◆ **Source document**:
## Begin
Brazil's president has ordered the creation of a huge Amazon rainforest protection area less than a week after an American nun who was trying to protect the area and its inhabitants was gunned down.

Decrees that were signed on Thursday by Luiz Inacio Lula da Silva will initiate a reserve of 8.2 million acres (445,000ha) and a national park spanning 1.1 million acres in the eastern Amazon state of Para, where Dorothy Stang, 73, was shot to death after a dispute with a rancher.

A new national forest and conservation areas totalling 3.5 million acres were also created in three other states in the Amazon. In all, the land placed under federal environmental protection covers 19,900 square miles.

"We can't give in to people committing acts of violence," said the Environment Minister, Marina Silva, who announced the decrees in the capital, Brasilia. "The government is putting the brakes on in front of the predators."
## End
◆ **Written tasks**:
1. List every person named in the article on the Amazon protection decrees.
2. Count the lines of the records that contain the word "bark" and give only the number.

◆ **Exercise materials**:
## Begin
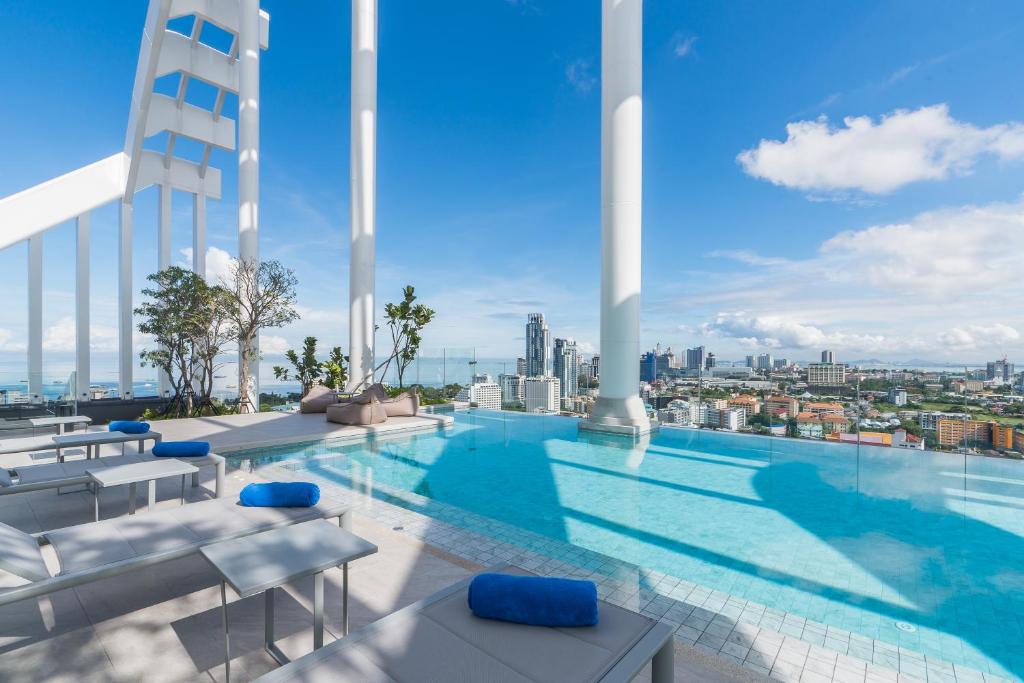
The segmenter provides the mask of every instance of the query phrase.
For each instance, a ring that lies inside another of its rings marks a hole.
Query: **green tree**
[[[321,367],[324,369],[324,386],[342,391],[348,381],[348,356],[341,352],[341,347],[332,348]]]
[[[134,312],[139,332],[151,335],[154,345],[139,355],[143,366],[160,370],[171,384],[167,414],[184,417],[213,407],[213,376],[236,339],[229,293],[178,266],[146,280],[155,287],[142,290],[146,299]]]
[[[415,302],[415,290],[412,285],[407,285],[402,289],[401,301],[384,305],[384,323],[391,333],[392,350],[387,359],[376,368],[375,374],[383,370],[381,376],[386,375],[394,362],[399,388],[404,387],[406,370],[420,351],[421,333],[435,315],[432,308]]]
[[[262,330],[282,328],[299,317],[298,281],[280,261],[238,259],[231,263],[232,324],[239,340],[239,413],[255,413],[250,367],[259,359],[256,339]]]

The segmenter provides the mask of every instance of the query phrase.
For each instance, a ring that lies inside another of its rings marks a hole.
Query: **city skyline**
[[[299,272],[303,314],[264,337],[273,360],[307,334],[325,346],[347,344],[347,322],[334,302],[347,291],[348,55],[337,45],[349,27],[346,12],[330,3],[302,11],[280,0],[265,4],[281,42],[264,60],[263,255]],[[298,28],[309,11],[324,17],[317,40],[304,40],[308,30]],[[654,114],[645,130],[642,346],[706,345],[720,362],[763,352],[810,361],[824,347],[852,361],[895,365],[1022,357],[1024,322],[1012,304],[1024,285],[1009,273],[1024,246],[1024,94],[1013,69],[1024,49],[1016,40],[1024,8],[993,3],[968,15],[939,3],[919,15],[885,3],[856,12],[806,3],[781,23],[757,3],[735,11],[752,22],[737,27],[731,12],[648,5],[645,98]],[[137,45],[109,46],[98,36],[136,35],[143,12],[144,3],[0,7],[0,57],[33,66],[31,78],[12,74],[9,86],[35,103],[0,113],[11,161],[0,172],[0,194],[121,143]],[[425,349],[516,357],[522,316],[543,309],[558,321],[559,336],[575,339],[584,354],[597,352],[598,18],[596,7],[537,2],[527,10],[507,0],[459,16],[417,3],[381,8],[387,135],[379,203],[388,239],[378,293],[381,302],[394,300],[411,281],[438,311]],[[755,28],[762,20],[778,31],[763,35]],[[795,40],[810,24],[821,42]],[[479,26],[494,30],[473,30]],[[897,31],[903,26],[915,28]],[[466,42],[425,50],[432,27]],[[531,49],[513,47],[523,37]],[[778,43],[792,49],[775,54]],[[97,78],[75,80],[52,56],[62,50]],[[454,70],[466,53],[480,59]],[[278,85],[274,76],[286,71],[306,77]],[[493,73],[503,78],[489,79]],[[722,74],[728,91],[716,87]],[[465,94],[469,82],[473,98]],[[422,104],[417,95],[427,87],[438,95],[432,101],[447,104]],[[773,91],[785,96],[766,96]],[[79,103],[74,118],[67,96]],[[296,127],[300,103],[306,125]],[[438,163],[453,155],[458,163]],[[224,201],[210,206],[215,276],[237,232],[234,180],[225,168]],[[857,170],[864,168],[888,171]],[[721,201],[723,193],[730,201]],[[138,201],[140,215],[150,215],[155,198]],[[185,204],[175,197],[175,261],[187,259]],[[115,224],[113,212],[94,217],[97,264],[115,248]],[[59,228],[66,237],[71,229]],[[139,289],[156,263],[155,231],[139,225]],[[516,236],[518,248],[499,257],[506,234]],[[45,241],[49,376],[71,367],[74,296],[61,266],[73,258],[71,242]],[[24,374],[26,315],[16,302],[26,297],[25,260],[16,248],[0,255],[15,302],[0,312],[0,373],[11,375]],[[455,267],[460,278],[451,276]],[[95,270],[93,365],[102,379],[114,370],[115,273]],[[993,314],[990,304],[1000,300],[1011,305]]]

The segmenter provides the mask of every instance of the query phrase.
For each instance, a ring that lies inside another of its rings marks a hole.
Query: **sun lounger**
[[[321,499],[311,508],[247,508],[232,497],[41,533],[0,524],[0,570],[29,582],[0,589],[0,606],[195,555],[211,544],[271,528],[335,518],[347,527],[348,514],[347,505],[332,499]],[[59,561],[56,575],[43,558],[45,545],[52,546]]]
[[[87,469],[97,467],[116,467],[131,463],[142,463],[160,460],[152,452],[128,453],[123,456],[108,456],[87,460],[65,460],[63,462],[28,465],[11,469],[0,468],[0,496],[24,494],[30,490],[45,488],[63,488],[89,483]],[[188,458],[187,462],[196,467],[216,468],[214,496],[220,498],[224,490],[225,461],[221,456],[211,453],[203,458]],[[199,474],[193,475],[193,486],[199,485]]]
[[[502,569],[527,574],[518,567]],[[477,618],[469,580],[266,674],[258,683],[344,681],[611,681],[652,663],[673,680],[672,628],[607,602],[595,627],[549,629]]]

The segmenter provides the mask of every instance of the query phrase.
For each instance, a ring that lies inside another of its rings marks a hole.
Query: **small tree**
[[[316,384],[323,384],[329,389],[340,391],[345,386],[348,373],[345,364],[348,356],[341,352],[340,346],[335,346],[328,354],[328,359],[321,362],[316,359],[316,338],[306,337],[302,344],[302,355],[289,349],[285,357],[292,364],[294,378],[302,385],[302,395],[309,393],[309,390]],[[292,379],[292,370],[274,366],[273,376],[275,379],[289,381]]]
[[[383,369],[382,374],[386,375],[393,361],[398,373],[398,388],[404,388],[406,370],[420,351],[421,333],[435,315],[432,308],[415,301],[415,289],[407,285],[401,301],[384,305],[384,324],[391,333],[392,350],[376,370]]]
[[[305,396],[324,375],[323,364],[316,359],[316,337],[306,337],[303,340],[301,356],[294,349],[288,349],[285,357],[292,364],[295,379],[302,385],[302,395]],[[291,378],[291,370],[274,366],[273,376],[287,382]]]
[[[213,375],[225,346],[236,338],[229,293],[178,266],[146,280],[156,287],[142,290],[147,298],[135,314],[141,318],[139,332],[153,335],[155,346],[140,356],[143,365],[168,377],[174,395],[167,413],[189,416],[213,407]]]
[[[323,364],[324,386],[335,391],[345,388],[348,381],[348,356],[341,352],[340,346],[335,346],[328,354],[328,359]]]
[[[239,413],[256,413],[249,368],[259,358],[261,330],[281,328],[299,317],[295,310],[295,273],[279,261],[238,259],[231,263],[232,321],[239,339]]]

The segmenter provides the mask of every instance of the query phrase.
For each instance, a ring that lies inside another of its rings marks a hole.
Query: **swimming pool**
[[[1024,677],[1024,462],[471,411],[244,457],[353,472],[984,672]]]

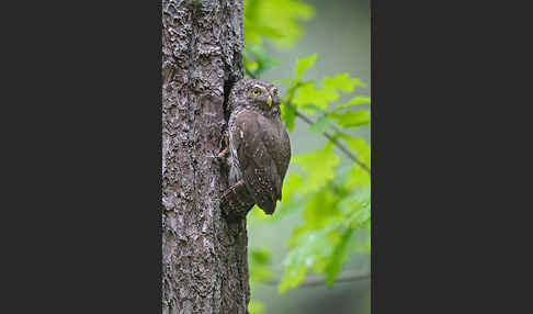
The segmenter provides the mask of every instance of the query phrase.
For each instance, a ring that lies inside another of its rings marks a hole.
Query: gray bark
[[[246,221],[216,158],[242,77],[242,0],[162,0],[162,313],[247,313]]]

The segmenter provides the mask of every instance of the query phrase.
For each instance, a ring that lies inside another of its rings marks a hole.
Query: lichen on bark
[[[242,0],[163,0],[161,19],[162,313],[247,313],[246,220],[220,215],[227,169],[213,158],[242,78]]]

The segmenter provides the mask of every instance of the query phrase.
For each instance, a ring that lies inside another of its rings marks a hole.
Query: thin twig
[[[302,119],[305,123],[307,123],[308,125],[313,125],[315,124],[315,122],[313,122],[313,120],[310,120],[309,117],[307,117],[305,114],[303,114],[302,112],[299,112],[296,108],[294,108],[293,105],[291,105],[290,103],[291,100],[288,100],[285,104],[291,108],[292,110],[294,110],[294,114]],[[322,133],[322,135],[328,138],[329,141],[331,141],[331,143],[333,143],[342,153],[344,153],[348,158],[350,158],[353,162],[358,164],[361,168],[363,168],[366,172],[368,172],[368,175],[371,173],[371,170],[368,169],[368,167],[361,160],[358,159],[358,157],[355,157],[355,155],[353,155],[352,152],[350,152],[341,142],[339,142],[337,139],[336,136],[331,135],[330,133],[328,133],[327,131],[325,131]]]
[[[334,280],[336,282],[351,282],[351,281],[360,281],[360,280],[365,280],[370,279],[371,273],[358,273],[358,274],[343,274],[337,277]],[[277,285],[280,284],[280,280],[268,280],[268,281],[262,281],[262,284],[265,285]],[[325,285],[326,281],[324,278],[320,277],[310,277],[306,281],[302,282],[298,287],[317,287],[317,285]]]

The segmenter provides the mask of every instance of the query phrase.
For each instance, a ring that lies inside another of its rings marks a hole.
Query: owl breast
[[[291,159],[288,134],[279,115],[241,109],[229,119],[230,184],[243,180],[256,203],[275,210]]]

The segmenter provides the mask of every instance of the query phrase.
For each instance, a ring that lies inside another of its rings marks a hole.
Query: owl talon
[[[229,150],[228,150],[228,147],[224,148],[223,152],[218,153],[218,158],[224,158],[226,157],[226,155],[228,155]]]

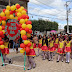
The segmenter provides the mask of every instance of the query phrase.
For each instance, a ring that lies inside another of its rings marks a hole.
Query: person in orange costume
[[[28,58],[28,62],[29,62],[29,68],[28,70],[31,70],[32,67],[35,68],[36,67],[36,63],[33,61],[33,56],[36,56],[34,48],[33,48],[33,40],[31,38],[28,39],[31,42],[31,47],[30,47],[30,52],[26,53],[27,58]]]
[[[69,40],[69,37],[67,37],[65,42],[66,63],[70,62],[71,44],[72,42]]]
[[[50,37],[50,40],[49,40],[49,61],[50,60],[53,60],[53,52],[55,51],[55,47],[54,47],[54,40],[52,37]]]
[[[59,59],[60,59],[60,56],[62,57],[62,62],[63,62],[63,58],[64,58],[64,41],[63,41],[63,37],[60,38],[60,41],[59,41],[59,46],[58,46],[58,59],[57,59],[57,62],[59,62]]]

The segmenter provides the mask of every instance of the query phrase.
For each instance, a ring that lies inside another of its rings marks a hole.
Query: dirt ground
[[[16,54],[10,53],[7,55],[7,57],[12,58],[13,64],[15,65],[21,65],[23,66],[24,64],[24,56],[20,53]],[[0,72],[72,72],[72,60],[70,59],[70,63],[66,64],[65,60],[64,62],[56,62],[56,56],[54,56],[53,61],[48,61],[42,60],[42,56],[40,55],[39,57],[35,57],[34,61],[36,62],[36,68],[27,70],[27,62],[26,62],[26,71],[24,71],[23,67],[17,67],[17,66],[12,66],[12,65],[6,65],[4,67],[1,66],[2,60],[0,57]]]

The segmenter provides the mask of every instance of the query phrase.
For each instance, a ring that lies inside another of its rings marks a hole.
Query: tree
[[[65,32],[67,32],[67,25],[64,26]],[[69,25],[69,32],[72,33],[72,25]]]
[[[57,22],[51,22],[51,21],[45,21],[45,20],[32,20],[33,25],[33,31],[51,31],[51,30],[58,30],[58,23]]]

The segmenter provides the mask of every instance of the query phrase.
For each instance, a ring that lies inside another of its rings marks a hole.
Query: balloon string
[[[26,62],[26,51],[25,51],[25,55],[24,55],[24,70],[25,70],[25,62]]]
[[[3,66],[4,66],[3,55],[2,55],[2,52],[1,52],[1,50],[0,50],[0,53],[1,53],[1,59],[2,59],[2,63],[3,63]]]

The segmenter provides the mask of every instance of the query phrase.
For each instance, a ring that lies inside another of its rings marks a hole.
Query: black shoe
[[[57,62],[59,62],[59,61],[57,61]]]

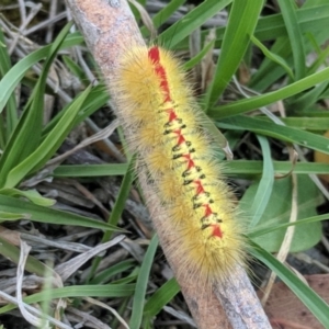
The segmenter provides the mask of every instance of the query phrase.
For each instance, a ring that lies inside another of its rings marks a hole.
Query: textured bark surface
[[[67,0],[67,3],[110,89],[121,54],[129,45],[145,45],[135,19],[126,1]],[[116,105],[115,92],[110,92]],[[118,120],[123,118],[118,115]],[[128,139],[133,137],[132,132],[125,132],[125,135]],[[182,270],[178,269],[184,256],[170,252],[170,246],[179,237],[173,228],[168,228],[168,220],[161,215],[161,203],[145,178],[146,174],[140,170],[140,184],[160,245],[173,272],[181,273]],[[168,231],[172,234],[166,234]],[[201,285],[191,273],[178,277],[198,328],[271,328],[246,272],[237,269],[231,279],[225,287],[215,283],[212,290]]]

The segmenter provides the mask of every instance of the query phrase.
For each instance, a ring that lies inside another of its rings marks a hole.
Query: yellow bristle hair
[[[246,242],[180,63],[158,46],[133,46],[111,84],[125,129],[134,132],[129,148],[147,168],[171,224],[166,234],[179,237],[170,250],[182,260],[180,272],[205,283],[229,280],[246,262]]]

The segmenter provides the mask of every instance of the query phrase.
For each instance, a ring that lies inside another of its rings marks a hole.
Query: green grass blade
[[[306,89],[309,89],[317,83],[327,81],[329,79],[329,68],[326,68],[317,73],[308,76],[302,80],[291,83],[280,90],[268,92],[261,95],[252,97],[250,99],[232,102],[228,105],[212,109],[208,114],[214,118],[223,118],[226,116],[232,116],[240,113],[247,113],[249,111],[272,104],[274,102],[284,100],[288,97],[295,95]]]
[[[82,36],[79,33],[70,34],[66,37],[65,42],[61,44],[60,49],[79,45],[83,42]],[[45,46],[38,50],[33,52],[27,55],[19,63],[16,63],[8,73],[0,81],[0,113],[5,106],[8,99],[20,83],[25,72],[36,63],[47,57],[52,45]]]
[[[204,22],[212,18],[216,12],[223,10],[231,1],[232,0],[205,0],[185,14],[183,19],[175,22],[161,33],[157,43],[169,49],[174,48],[174,46],[189,36],[192,31],[200,27]]]
[[[13,168],[5,180],[5,188],[15,186],[32,170],[41,169],[47,160],[52,158],[58,147],[61,145],[67,134],[71,131],[75,118],[83,104],[91,86],[87,88],[63,115],[55,128],[46,136],[37,149],[31,154],[24,161]]]
[[[225,30],[215,77],[206,94],[205,107],[212,106],[220,97],[236,72],[250,43],[263,0],[235,0]]]
[[[300,299],[300,302],[314,314],[314,316],[329,328],[329,306],[319,297],[310,287],[308,287],[300,279],[286,269],[271,253],[263,250],[260,246],[252,243],[252,256],[268,265],[274,271],[280,279],[291,288],[291,291]]]
[[[228,124],[228,125],[226,125]],[[281,140],[296,143],[304,147],[329,154],[329,138],[313,133],[304,132],[297,128],[276,125],[272,122],[264,122],[256,117],[235,116],[220,122],[220,127],[230,127],[236,129],[251,131],[264,136],[271,136]]]
[[[258,46],[262,53],[274,63],[279,64],[291,77],[292,80],[294,80],[294,73],[293,70],[290,68],[288,64],[285,61],[285,59],[279,55],[275,55],[271,50],[269,50],[257,37],[253,35],[251,36],[251,42]]]
[[[175,279],[167,281],[145,304],[145,317],[154,318],[180,291],[181,288]]]
[[[43,123],[43,107],[44,107],[44,91],[46,86],[46,79],[52,63],[55,59],[57,50],[61,45],[65,36],[69,32],[72,24],[67,24],[59,33],[56,41],[52,44],[49,56],[44,65],[41,77],[33,90],[31,98],[26,104],[26,107],[15,126],[13,134],[10,137],[8,145],[3,150],[3,155],[0,159],[0,188],[14,188],[22,177],[18,177],[16,182],[12,185],[5,185],[7,175],[12,168],[16,167],[26,157],[29,157],[37,147]]]
[[[47,293],[52,294],[53,299],[72,297],[131,297],[134,294],[135,284],[104,284],[104,285],[71,285],[54,288]],[[44,292],[23,298],[24,303],[33,304],[47,299]],[[15,305],[7,305],[0,308],[0,314],[5,314],[15,309]]]
[[[109,164],[63,164],[54,170],[54,177],[103,177],[124,175],[127,172],[126,163]]]
[[[102,223],[100,220],[76,215],[72,213],[67,213],[67,212],[61,212],[49,207],[39,206],[31,202],[8,196],[8,195],[0,195],[0,211],[9,212],[12,214],[24,213],[30,215],[31,220],[38,222],[38,223],[72,225],[72,226],[98,228],[102,230],[123,231],[122,229],[113,225],[110,225],[107,223]]]
[[[246,196],[249,195],[247,192],[245,193],[241,202],[246,204],[250,204],[250,208],[248,208],[248,218],[250,219],[249,227],[254,227],[260,218],[262,217],[264,209],[268,206],[268,203],[271,198],[271,193],[274,183],[274,168],[271,158],[271,149],[266,138],[262,136],[257,136],[263,155],[263,172],[262,178],[259,183],[257,183],[257,192],[252,195],[252,200],[250,203],[246,201]],[[250,186],[249,186],[250,189]]]
[[[325,215],[313,216],[313,217],[308,217],[308,218],[304,218],[304,219],[298,219],[293,223],[284,223],[284,224],[275,224],[275,225],[269,224],[266,226],[259,226],[253,229],[250,229],[250,231],[248,231],[248,237],[250,239],[253,239],[253,238],[257,238],[260,236],[264,236],[264,235],[272,232],[274,230],[277,230],[277,229],[287,228],[290,226],[310,224],[310,223],[322,222],[322,220],[328,220],[328,219],[329,219],[329,214],[325,214]]]
[[[129,321],[131,329],[139,329],[143,319],[143,309],[145,304],[145,294],[149,277],[149,272],[154,263],[154,258],[158,248],[158,237],[154,236],[146,251],[140,266],[140,272],[136,282],[136,291],[133,300],[133,311]]]
[[[283,21],[290,37],[292,53],[294,57],[295,79],[299,80],[306,75],[306,58],[304,49],[303,34],[298,24],[295,1],[277,0]]]
[[[7,52],[4,36],[2,30],[0,29],[0,77],[2,78],[9,70],[11,69],[11,60],[9,54]],[[1,90],[1,89],[0,89]],[[1,112],[1,111],[0,111]],[[5,139],[8,139],[13,132],[14,127],[16,126],[19,121],[18,111],[16,111],[16,101],[15,97],[12,93],[9,97],[7,103],[7,111],[5,111]],[[3,144],[4,147],[4,144]]]
[[[20,261],[20,249],[16,246],[11,245],[8,240],[0,237],[0,253],[10,259],[15,264]],[[25,264],[25,270],[30,273],[43,276],[45,273],[45,264],[38,261],[36,258],[29,256]]]

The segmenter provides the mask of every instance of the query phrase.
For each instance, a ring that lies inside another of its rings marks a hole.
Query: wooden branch
[[[129,7],[125,0],[67,0],[67,3],[110,89],[111,78],[116,75],[118,59],[125,49],[129,45],[145,45]],[[111,95],[115,104],[116,95]],[[121,114],[117,115],[122,121]],[[132,134],[125,132],[127,139],[134,137]],[[173,254],[169,248],[180,237],[173,228],[168,228],[161,202],[147,183],[146,173],[140,170],[138,174],[163,252],[173,272],[181,273],[180,265],[184,256],[177,252]],[[164,234],[168,231],[172,234]],[[240,266],[237,266],[225,285],[215,282],[213,287],[205,286],[191,273],[180,275],[178,281],[198,328],[271,328],[249,279]]]

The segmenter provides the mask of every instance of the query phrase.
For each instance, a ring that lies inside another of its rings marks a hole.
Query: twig
[[[111,78],[116,73],[118,59],[126,47],[128,45],[145,46],[127,2],[122,0],[120,7],[111,7],[111,1],[102,0],[67,0],[67,3],[104,76],[105,83],[109,86]],[[115,94],[112,94],[112,98],[115,104]],[[118,118],[121,120],[120,115]],[[125,135],[128,138],[134,138],[132,132],[125,132]],[[170,246],[178,239],[177,234],[174,229],[167,227],[168,220],[161,215],[163,214],[161,202],[152,186],[148,185],[147,175],[143,168],[140,168],[138,177],[144,195],[148,200],[154,227],[159,235],[163,252],[173,272],[178,273],[178,269],[182,264],[181,259],[177,253],[172,254],[170,251]],[[166,234],[168,231],[172,231],[172,234]],[[195,280],[192,274],[185,275],[184,280],[178,277],[178,281],[198,328],[271,328],[242,269],[237,269],[232,280],[227,283],[230,288],[226,287],[225,290],[220,283],[215,283],[212,291],[211,287],[205,287],[198,280]],[[241,286],[243,288],[239,291]],[[230,294],[235,294],[235,296],[232,297]],[[222,304],[226,307],[226,302],[231,300],[231,298],[234,302],[230,304],[234,304],[235,307],[227,309],[231,321],[229,325]],[[256,308],[252,310],[249,308],[247,313],[239,309],[239,307],[248,305]],[[231,315],[231,313],[235,314]],[[239,320],[235,321],[235,318]]]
## End
◆ **In response**:
1.
Luiz Inacio Lula da Silva
Dorothy Stang
Marina Silva

2. 3